══ KUTIPAN TEKS ══
Sabda Allah (bacaan pertama dan kedua) sebaiknya dimaklumkan dari Lectionarium. Karena dalam Lectionarium itu, perikop yang dimaklumkan, sudah ditempatkan konteksnya dan jika ada ayat yang dilewati, juga sudah didrop; sehingga memudahkan pemakluman.

Menurut tradisi, pembacaan itu bukanlah tugas pemimpin perayaan, melainkan tugas pelayan yang terkait. Oleh karena itu, bacaan-bacaan hendaknya dibawakan oleh lektor, sedangkan Injil dimaklumkan oleh diakon atau imam lain yang tidak memimpin perayaan. Akan tetapi, kalau tidak ada diakon atau imam lain, maka Injil dimaklumkan oleh imam selebran sendiri. (PUMR 59). Hal tersebut dimaksudkan bahwa pemimpin perayaan/pastor yang biasanya memberi homili bukan hanya seorang pewarta Sabda Allah; tapi juga seorang pendengar sabda pula. Sebagai pendengar sabda, pemimpin perayaan ikut mendengarkan pewartaan bacaan pertama dan kedua, serta Injil apabila dibacakan oleh diakon tertahbis.
═══
### TUGAS
a - Menurut kutipan teks tentang pembacaan Sabda Allah, siapa yang memaklumkan Injil apabila tidak ada diakon atau imam lain?
b - Lanjutkan kutipan teks tentang pembacaan Sabda Allah mulai dari sesudah kalimat terakhirnya.
Entri data di bawah ini tidak berhubungan dengan kutipan teks tersebut.
══ ENTRI DATA ══
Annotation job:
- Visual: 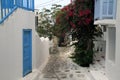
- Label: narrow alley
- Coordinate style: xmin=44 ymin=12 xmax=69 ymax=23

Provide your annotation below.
xmin=39 ymin=47 xmax=89 ymax=80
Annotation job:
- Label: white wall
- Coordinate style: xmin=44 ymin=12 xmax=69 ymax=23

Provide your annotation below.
xmin=106 ymin=0 xmax=120 ymax=80
xmin=0 ymin=9 xmax=36 ymax=80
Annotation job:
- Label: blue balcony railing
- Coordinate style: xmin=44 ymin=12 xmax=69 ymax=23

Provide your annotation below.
xmin=94 ymin=0 xmax=116 ymax=20
xmin=0 ymin=0 xmax=34 ymax=23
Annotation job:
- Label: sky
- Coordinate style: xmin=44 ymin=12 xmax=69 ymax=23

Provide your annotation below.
xmin=35 ymin=0 xmax=70 ymax=10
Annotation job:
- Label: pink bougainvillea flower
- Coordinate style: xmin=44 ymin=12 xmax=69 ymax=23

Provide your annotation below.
xmin=70 ymin=22 xmax=76 ymax=28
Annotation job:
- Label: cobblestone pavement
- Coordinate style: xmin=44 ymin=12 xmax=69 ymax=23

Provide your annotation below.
xmin=39 ymin=48 xmax=89 ymax=80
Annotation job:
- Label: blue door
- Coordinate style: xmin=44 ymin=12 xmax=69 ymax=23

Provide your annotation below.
xmin=23 ymin=29 xmax=32 ymax=76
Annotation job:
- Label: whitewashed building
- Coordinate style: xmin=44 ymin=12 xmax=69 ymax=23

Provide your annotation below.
xmin=0 ymin=0 xmax=49 ymax=80
xmin=94 ymin=0 xmax=120 ymax=80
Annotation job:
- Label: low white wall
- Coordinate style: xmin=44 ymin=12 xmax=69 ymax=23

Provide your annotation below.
xmin=36 ymin=34 xmax=49 ymax=70
xmin=0 ymin=9 xmax=36 ymax=80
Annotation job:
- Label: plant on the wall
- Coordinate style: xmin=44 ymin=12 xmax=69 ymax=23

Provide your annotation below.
xmin=55 ymin=0 xmax=102 ymax=66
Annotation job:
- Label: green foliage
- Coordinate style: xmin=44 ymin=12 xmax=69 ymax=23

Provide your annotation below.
xmin=36 ymin=4 xmax=61 ymax=38
xmin=57 ymin=0 xmax=102 ymax=67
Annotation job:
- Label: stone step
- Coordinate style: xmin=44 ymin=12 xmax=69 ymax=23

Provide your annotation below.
xmin=90 ymin=70 xmax=108 ymax=80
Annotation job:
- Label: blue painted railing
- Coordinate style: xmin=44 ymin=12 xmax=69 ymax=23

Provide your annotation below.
xmin=94 ymin=0 xmax=116 ymax=20
xmin=0 ymin=0 xmax=34 ymax=23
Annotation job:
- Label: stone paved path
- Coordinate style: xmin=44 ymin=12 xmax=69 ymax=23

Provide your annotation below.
xmin=39 ymin=48 xmax=89 ymax=80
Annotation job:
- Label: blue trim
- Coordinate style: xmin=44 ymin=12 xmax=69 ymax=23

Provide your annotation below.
xmin=22 ymin=29 xmax=32 ymax=77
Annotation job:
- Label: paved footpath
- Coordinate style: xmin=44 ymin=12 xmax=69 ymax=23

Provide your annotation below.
xmin=39 ymin=48 xmax=89 ymax=80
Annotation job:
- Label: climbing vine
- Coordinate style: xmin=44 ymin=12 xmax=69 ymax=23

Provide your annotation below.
xmin=57 ymin=0 xmax=102 ymax=66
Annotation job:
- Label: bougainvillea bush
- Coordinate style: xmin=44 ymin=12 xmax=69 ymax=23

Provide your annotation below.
xmin=56 ymin=0 xmax=102 ymax=67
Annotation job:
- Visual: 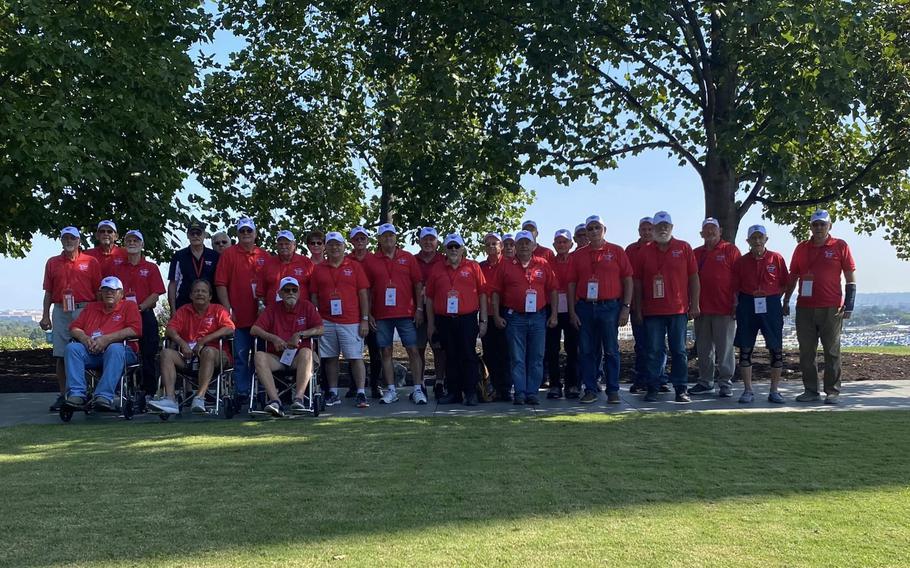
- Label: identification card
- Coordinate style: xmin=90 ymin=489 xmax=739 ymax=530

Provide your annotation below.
xmin=385 ymin=288 xmax=398 ymax=307
xmin=525 ymin=290 xmax=537 ymax=314
xmin=651 ymin=274 xmax=665 ymax=298
xmin=278 ymin=348 xmax=297 ymax=367
xmin=446 ymin=290 xmax=458 ymax=314
xmin=585 ymin=280 xmax=600 ymax=301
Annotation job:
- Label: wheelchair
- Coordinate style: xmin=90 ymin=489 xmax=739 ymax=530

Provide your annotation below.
xmin=59 ymin=339 xmax=145 ymax=422
xmin=150 ymin=337 xmax=237 ymax=422
xmin=248 ymin=337 xmax=325 ymax=418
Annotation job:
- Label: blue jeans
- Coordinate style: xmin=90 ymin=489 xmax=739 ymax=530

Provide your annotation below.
xmin=505 ymin=310 xmax=547 ymax=398
xmin=575 ymin=300 xmax=620 ymax=393
xmin=234 ymin=327 xmax=253 ymax=397
xmin=63 ymin=341 xmax=139 ymax=400
xmin=645 ymin=314 xmax=689 ymax=391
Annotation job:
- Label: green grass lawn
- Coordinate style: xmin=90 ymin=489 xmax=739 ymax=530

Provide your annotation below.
xmin=0 ymin=411 xmax=910 ymax=568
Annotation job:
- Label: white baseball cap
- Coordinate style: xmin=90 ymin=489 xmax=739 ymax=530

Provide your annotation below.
xmin=348 ymin=225 xmax=370 ymax=239
xmin=376 ymin=223 xmax=398 ymax=236
xmin=445 ymin=233 xmax=464 ymax=247
xmin=278 ymin=276 xmax=300 ymax=290
xmin=98 ymin=276 xmax=123 ymax=290
xmin=654 ymin=211 xmax=673 ymax=225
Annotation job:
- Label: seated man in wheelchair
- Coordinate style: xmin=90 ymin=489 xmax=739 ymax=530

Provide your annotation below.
xmin=250 ymin=276 xmax=323 ymax=416
xmin=64 ymin=276 xmax=142 ymax=411
xmin=149 ymin=278 xmax=234 ymax=414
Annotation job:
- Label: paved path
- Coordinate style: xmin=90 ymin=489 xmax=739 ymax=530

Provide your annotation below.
xmin=0 ymin=380 xmax=910 ymax=427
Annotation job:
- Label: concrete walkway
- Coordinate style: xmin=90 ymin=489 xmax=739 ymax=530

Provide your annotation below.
xmin=0 ymin=380 xmax=910 ymax=427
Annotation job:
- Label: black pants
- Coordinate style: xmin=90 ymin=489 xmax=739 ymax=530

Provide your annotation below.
xmin=544 ymin=313 xmax=580 ymax=388
xmin=480 ymin=310 xmax=512 ymax=395
xmin=139 ymin=310 xmax=159 ymax=394
xmin=436 ymin=312 xmax=480 ymax=395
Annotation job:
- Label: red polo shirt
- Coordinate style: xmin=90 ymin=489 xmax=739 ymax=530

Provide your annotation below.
═══
### JAWABAN YANG DIHARAPKAN
a - Imam selebran sendiri.

b -
Dengan mendengarkan bacaan Kitab Suci dalam Perayaan Ekaristi, umat mengaktualisasikan teks Alkitab secara paling sempurna. Perayaan Ekaristi menempatkan pewartaan di tengah-tengah komunitas umat beriman, yang berkumpul di sekitar Yesus untuk mendekatkan diri pada Allah. Oleh karena itu kita perlu membedakan pembacaan Kitab Suci dalam liturgi dengan membaca Kitab Suci untuk Studi Ilmiah atau renungan.

Bagaimanapun "Mendengarkan bukan sekedar tindakan reseptif, yang hanya menerima saja, melainkan juga tindakan aktif. Sebab bila kita mendengarkan, kita sebenarnya sedang membuka diri, untuk menerima dengan sadar, sapaan dari luar diri kita. Dengan sadar pula mau mengambil bagian dalam peristiwa yang didengarkan itu. Demikianlah dalam liturgi, tindakan mendengarkan ini begitu dominan. Kita mendengarkan Sabda Tuhan, homili, doa, nyanyian, musik, dan sebagainya" (E. Martasudjita, Memahami Simbol-simbol Dalam Liturgi, 1998:15).
Semoga Tuhan memberkati kita semua.

Oleh : Ign. Djoko Irianto
Penulis, Prodiakon Paroki St. Herkulanus

Sunday, November 6, 2011

Liturgi Sabda dalam Perayaan Ekaristi

Secara umum perayaan ekaristi dibagi menjadi 4 bagian, yaitu ritus pembuka, Liturgi Sabda, Liturgi Ekaristi dan ritus penutup. Ritus pembuka bertujuan untuk mempersatukan umat dan mempersiapkan umat untuk menyadari kehadiran Allah, agar dapat mendengarkan sabda Allah dan dapat merayakan Ekaristi dengan pantas. Pewartaan dan pembacaan Sabda Allah merupakan unsur yang sangat penting dalam Liturgi Sabda. Umat wajib mendengarkan dengan penuh hormat. Bila Alkitab (Kitab Suci) dibacakan dalam gereja, Allah sendirilah yang bersabda kepada umat-Nya, dan Kristus mewartakan kabar baik, sebab Ia hadir dalam sabda itu. (PUMR 29).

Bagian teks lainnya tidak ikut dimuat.